** Selected text **
* Begin *

Focus on the Story Awards

Focus on the Story Awards

Deadline: March 13, 2019
Entry fee: Free
Prizes: $250, $500, $1,000, exhibition at Focus on the Story 2019, publication in a year-end “best of” book

Focus on the Story is looking for images that explore the human condition, allowing for a broad interpretation of the emotions, struggles, conflicts and needs that shape human existence.

Among the factors judges will consider is how the images tell the story of an individual or group struggle against challenges (whether they are natural, political or economic); shine a light on marginalized or disenfranchised segments of society; or bring attention to people, places, events or things that are making a positive difference in their communities, region or the world, in general.

Categories

  • Best Single Image
  • Best Series

Website: https://focusonthestory.org/photo-contests/fots-19-awards/

Focus on the Story Awards 2018 Winners

Best Series Category

© Alain Schroeder
Who will save the Rohingya?

Who will save the Rohingya?, Alain Schroeder, Best Series Category, Focus on the Story Awards

The Rohingya Muslim minority is an inconvenient ethnic group for the new government of Myanmar … While many of the country’s 135 ethnic minorities have been subjected to discrimination and human rights violations, only the Rohingya, the Muslim population of Burma’s western Rakhine state that borders Bangladesh, have been stripped of all rights including citizenship (1982) … In June 2012, a cortege led by radical Buddhist monks, Rakhine Buddhist civilians (discriminated against in their own right and fueled by decades of anti-Muslim sentiment) and police stormed thru Rohingya neighborhoods in the capital of Sittwe slaughtering people, burning homes and mosques. The “conflict” (as it is commonly referred to), well-orchestrated by the government, effectively displaced approximately 140,000 Rohingya forcing them into detention camps on the outskirts of the city … While the country’s historic turn towards democracy should be encouraging, the plight of the Rohingya is far from over and on the ground the prospects for this traumatized minority look rather grim.

* End *

** Provided data **
* Begin *

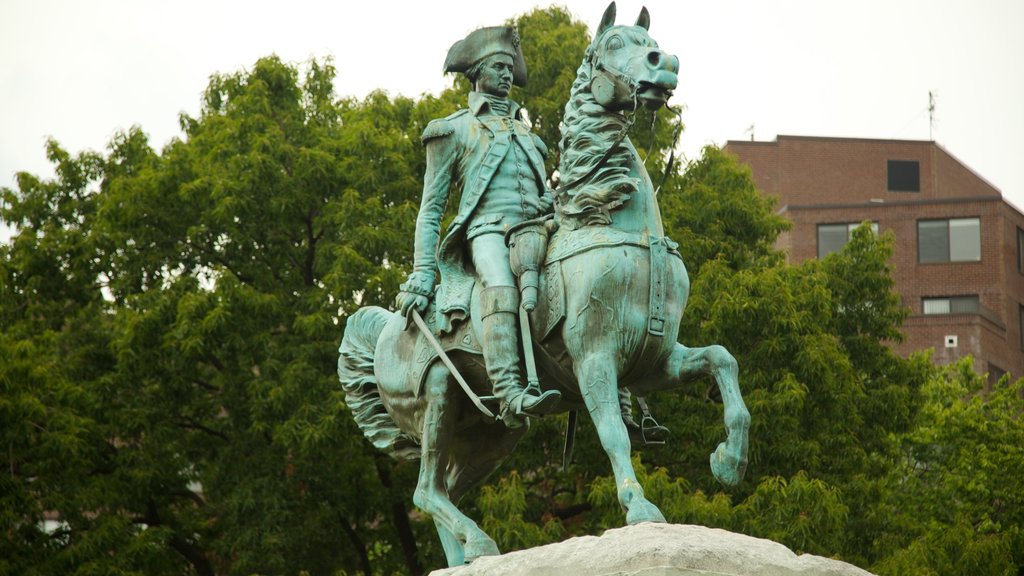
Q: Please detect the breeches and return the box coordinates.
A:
[469,234,515,288]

* End *

From the Focus on the Story Awards text, reproduce the passage between "Among the factors" and "world, in general.", inclusive.

Among the factors judges will consider is how the images tell the story of an individual or group struggle against challenges (whether they are natural, political or economic); shine a light on marginalized or disenfranchised segments of society; or bring attention to people, places, events or things that are making a positive difference in their communities, region or the world, in general.